--- PROVIDED PASSAGE ---

..........

A token stream is universal, but I don't see any reason to think that a token stream generated by an LLM can ever be universal.

I mean, theoretically in an "infinite tape" model, sure. But we don't even know if it's physically possible. Given that the observable universe is finite and the information capacity of a finite space is also finite, then anything humans can do can theoretically be encoded with a lookup table, but that doesn't mean that human thought can actually be replicated with a lookup table, since the table would be vastly larger than the observable universe can store.

LLMs look like the sort of thing that could replicate human thought in theory (since they are capable of arbitrary computation if you give them access to infinite memory) but not the sort of thing that could do it in a physically possible way.

vidarh 331 days ago

Unless humans exceed the Turing computable, the human brain is the existence proof that a sufficiently complex Turing machine can be made to replicate human thought in a compact space.

That encoding a naive/basic UTM in an LLM would potentially be impractical is largely irrelevant in that case, because for any UTM you can "compress" the program by increasing the number of states or symbols, and effectively "embedding" the steps required to implement a more compact representation in the machine itself.

..........

--- SUPPLIED MATERIAL ---

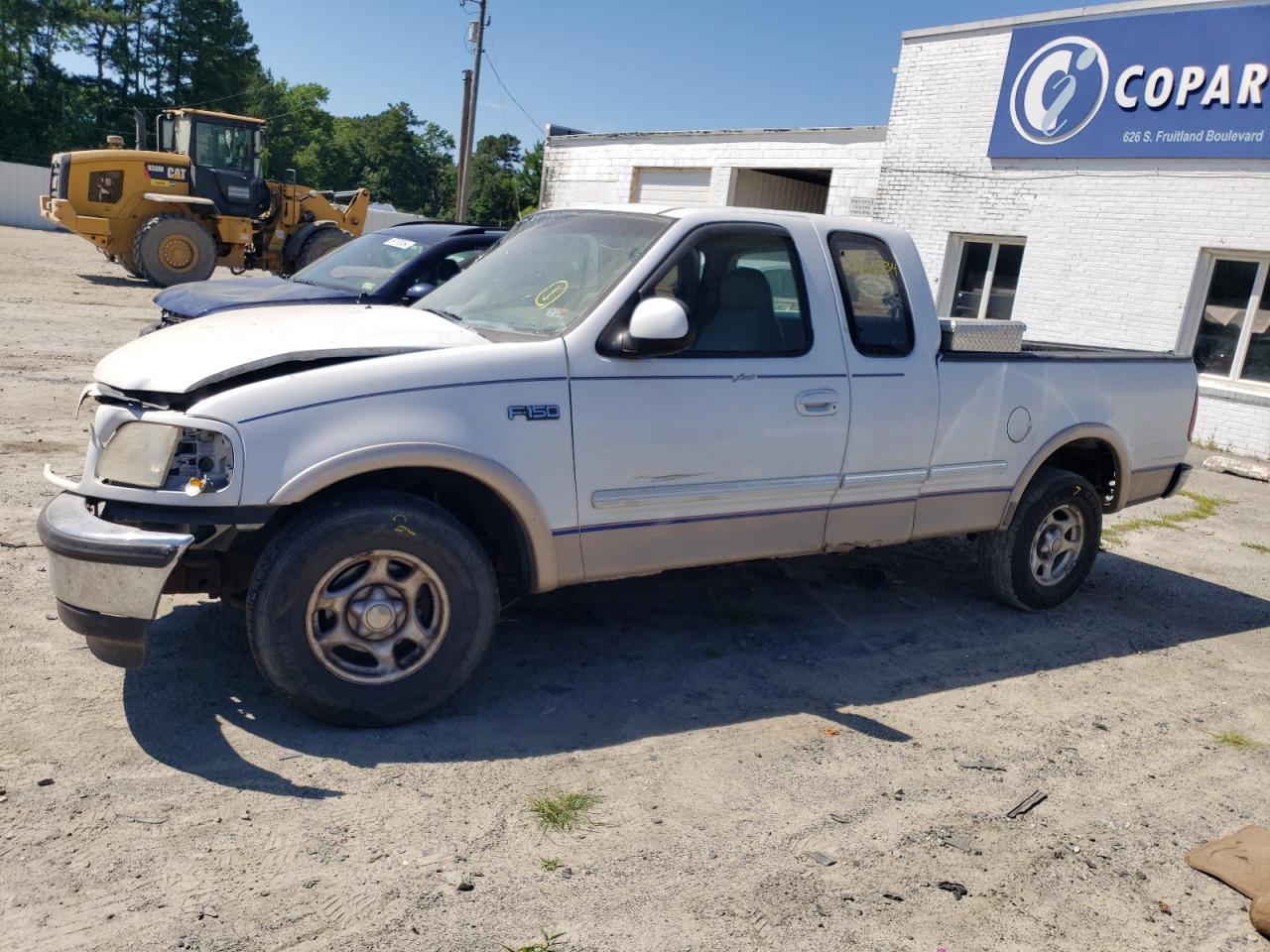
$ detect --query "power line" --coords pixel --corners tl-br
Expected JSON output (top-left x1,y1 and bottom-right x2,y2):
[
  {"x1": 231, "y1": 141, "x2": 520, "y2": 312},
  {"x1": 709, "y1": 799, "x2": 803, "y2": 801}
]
[{"x1": 485, "y1": 50, "x2": 544, "y2": 132}]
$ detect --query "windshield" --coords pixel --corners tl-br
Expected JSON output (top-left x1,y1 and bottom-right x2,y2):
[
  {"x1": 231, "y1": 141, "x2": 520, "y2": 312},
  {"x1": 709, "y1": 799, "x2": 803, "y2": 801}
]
[
  {"x1": 194, "y1": 119, "x2": 253, "y2": 176},
  {"x1": 292, "y1": 231, "x2": 431, "y2": 295},
  {"x1": 414, "y1": 212, "x2": 670, "y2": 336}
]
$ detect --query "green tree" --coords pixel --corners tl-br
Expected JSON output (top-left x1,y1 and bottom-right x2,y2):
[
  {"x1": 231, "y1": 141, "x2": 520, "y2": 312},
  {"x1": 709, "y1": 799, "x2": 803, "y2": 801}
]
[
  {"x1": 516, "y1": 140, "x2": 543, "y2": 217},
  {"x1": 467, "y1": 132, "x2": 521, "y2": 225}
]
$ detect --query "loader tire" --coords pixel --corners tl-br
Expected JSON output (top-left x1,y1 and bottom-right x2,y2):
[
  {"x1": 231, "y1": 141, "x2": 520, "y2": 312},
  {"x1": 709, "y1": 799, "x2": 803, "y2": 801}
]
[
  {"x1": 132, "y1": 214, "x2": 216, "y2": 289},
  {"x1": 292, "y1": 226, "x2": 353, "y2": 273}
]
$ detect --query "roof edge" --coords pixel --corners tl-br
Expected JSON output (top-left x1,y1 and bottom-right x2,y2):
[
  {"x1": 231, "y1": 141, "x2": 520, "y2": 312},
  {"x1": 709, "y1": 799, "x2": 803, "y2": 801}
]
[
  {"x1": 899, "y1": 0, "x2": 1265, "y2": 44},
  {"x1": 548, "y1": 124, "x2": 886, "y2": 142}
]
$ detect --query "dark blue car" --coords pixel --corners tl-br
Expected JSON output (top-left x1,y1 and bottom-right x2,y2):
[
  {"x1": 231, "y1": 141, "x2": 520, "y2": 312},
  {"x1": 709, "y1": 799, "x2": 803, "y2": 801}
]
[{"x1": 154, "y1": 222, "x2": 507, "y2": 330}]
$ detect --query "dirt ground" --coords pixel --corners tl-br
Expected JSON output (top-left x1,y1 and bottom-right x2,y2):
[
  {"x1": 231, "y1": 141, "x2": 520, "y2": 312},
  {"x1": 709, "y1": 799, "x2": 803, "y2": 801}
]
[{"x1": 0, "y1": 228, "x2": 1270, "y2": 952}]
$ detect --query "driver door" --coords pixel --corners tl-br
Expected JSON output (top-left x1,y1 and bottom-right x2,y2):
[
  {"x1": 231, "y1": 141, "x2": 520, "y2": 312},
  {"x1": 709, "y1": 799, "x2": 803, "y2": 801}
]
[{"x1": 569, "y1": 223, "x2": 849, "y2": 579}]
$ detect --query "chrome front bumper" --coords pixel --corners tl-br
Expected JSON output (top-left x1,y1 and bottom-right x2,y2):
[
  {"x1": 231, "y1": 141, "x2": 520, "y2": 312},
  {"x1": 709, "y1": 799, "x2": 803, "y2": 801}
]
[{"x1": 38, "y1": 493, "x2": 194, "y2": 667}]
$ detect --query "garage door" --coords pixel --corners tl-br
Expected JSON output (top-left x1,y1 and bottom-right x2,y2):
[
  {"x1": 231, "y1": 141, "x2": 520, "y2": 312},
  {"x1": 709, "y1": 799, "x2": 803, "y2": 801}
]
[{"x1": 634, "y1": 169, "x2": 710, "y2": 205}]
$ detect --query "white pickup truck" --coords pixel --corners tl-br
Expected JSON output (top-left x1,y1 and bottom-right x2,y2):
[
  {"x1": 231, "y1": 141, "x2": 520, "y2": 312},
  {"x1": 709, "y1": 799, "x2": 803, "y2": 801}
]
[{"x1": 40, "y1": 205, "x2": 1197, "y2": 725}]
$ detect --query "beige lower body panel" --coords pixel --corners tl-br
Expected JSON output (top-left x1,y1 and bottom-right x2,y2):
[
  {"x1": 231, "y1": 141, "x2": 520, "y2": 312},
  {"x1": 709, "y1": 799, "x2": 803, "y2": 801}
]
[
  {"x1": 913, "y1": 489, "x2": 1010, "y2": 539},
  {"x1": 572, "y1": 489, "x2": 1010, "y2": 585},
  {"x1": 825, "y1": 499, "x2": 913, "y2": 548},
  {"x1": 573, "y1": 507, "x2": 825, "y2": 581}
]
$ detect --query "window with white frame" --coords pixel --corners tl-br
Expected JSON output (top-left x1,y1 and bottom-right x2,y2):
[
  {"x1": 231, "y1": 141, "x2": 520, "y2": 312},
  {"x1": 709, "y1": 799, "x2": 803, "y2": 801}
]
[
  {"x1": 1193, "y1": 254, "x2": 1270, "y2": 384},
  {"x1": 947, "y1": 236, "x2": 1025, "y2": 321}
]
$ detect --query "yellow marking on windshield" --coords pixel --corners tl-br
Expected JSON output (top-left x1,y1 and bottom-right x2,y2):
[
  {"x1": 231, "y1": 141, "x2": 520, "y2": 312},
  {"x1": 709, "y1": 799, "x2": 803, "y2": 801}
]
[{"x1": 534, "y1": 278, "x2": 569, "y2": 307}]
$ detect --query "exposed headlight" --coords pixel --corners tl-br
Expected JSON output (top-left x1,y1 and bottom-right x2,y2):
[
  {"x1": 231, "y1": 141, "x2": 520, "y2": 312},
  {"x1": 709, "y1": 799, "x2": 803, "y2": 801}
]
[{"x1": 96, "y1": 422, "x2": 181, "y2": 489}]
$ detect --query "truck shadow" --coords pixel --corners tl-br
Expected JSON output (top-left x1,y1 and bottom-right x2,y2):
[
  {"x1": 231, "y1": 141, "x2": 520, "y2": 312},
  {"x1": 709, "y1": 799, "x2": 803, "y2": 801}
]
[{"x1": 123, "y1": 539, "x2": 1270, "y2": 797}]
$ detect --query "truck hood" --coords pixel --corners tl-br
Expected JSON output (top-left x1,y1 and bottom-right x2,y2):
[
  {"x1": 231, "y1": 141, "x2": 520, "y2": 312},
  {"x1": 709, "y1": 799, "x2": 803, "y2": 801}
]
[
  {"x1": 155, "y1": 277, "x2": 357, "y2": 317},
  {"x1": 92, "y1": 304, "x2": 485, "y2": 395}
]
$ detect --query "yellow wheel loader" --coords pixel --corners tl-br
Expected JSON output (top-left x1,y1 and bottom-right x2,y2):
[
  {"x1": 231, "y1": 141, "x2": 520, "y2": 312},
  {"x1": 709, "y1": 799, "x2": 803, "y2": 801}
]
[{"x1": 40, "y1": 109, "x2": 371, "y2": 287}]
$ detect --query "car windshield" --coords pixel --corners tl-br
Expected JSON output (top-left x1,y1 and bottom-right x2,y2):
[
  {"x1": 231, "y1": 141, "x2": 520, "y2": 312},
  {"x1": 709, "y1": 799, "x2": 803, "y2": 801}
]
[
  {"x1": 413, "y1": 212, "x2": 670, "y2": 336},
  {"x1": 292, "y1": 230, "x2": 432, "y2": 295}
]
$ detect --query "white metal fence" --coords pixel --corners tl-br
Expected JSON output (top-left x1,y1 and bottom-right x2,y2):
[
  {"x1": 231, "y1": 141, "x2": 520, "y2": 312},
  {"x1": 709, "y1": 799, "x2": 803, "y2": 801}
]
[{"x1": 0, "y1": 163, "x2": 58, "y2": 231}]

..........

--- ACTIVITY 1 ---
In the forum excerpt, what is named as the existence proof that a sufficiently complex Turing machine can replicate human thought in a compact space?
--- ACTIVITY 2 ---
Retype the stretch of the forum excerpt from "A token stream is" through "universe can store.".

--- OUTPUT 1 ---
The human brain, unless humans exceed the Turing computable.

--- OUTPUT 2 ---
A token stream is universal, but I don't see any reason to think that a token stream generated by an LLM can ever be universal.

I mean, theoretically in an "infinite tape" model, sure. But we don't even know if it's physically possible. Given that the observable universe is finite and the information capacity of a finite space is also finite, then anything humans can do can theoretically be encoded with a lookup table, but that doesn't mean that human thought can actually be replicated with a lookup table, since the table would be vastly larger than the observable universe can store.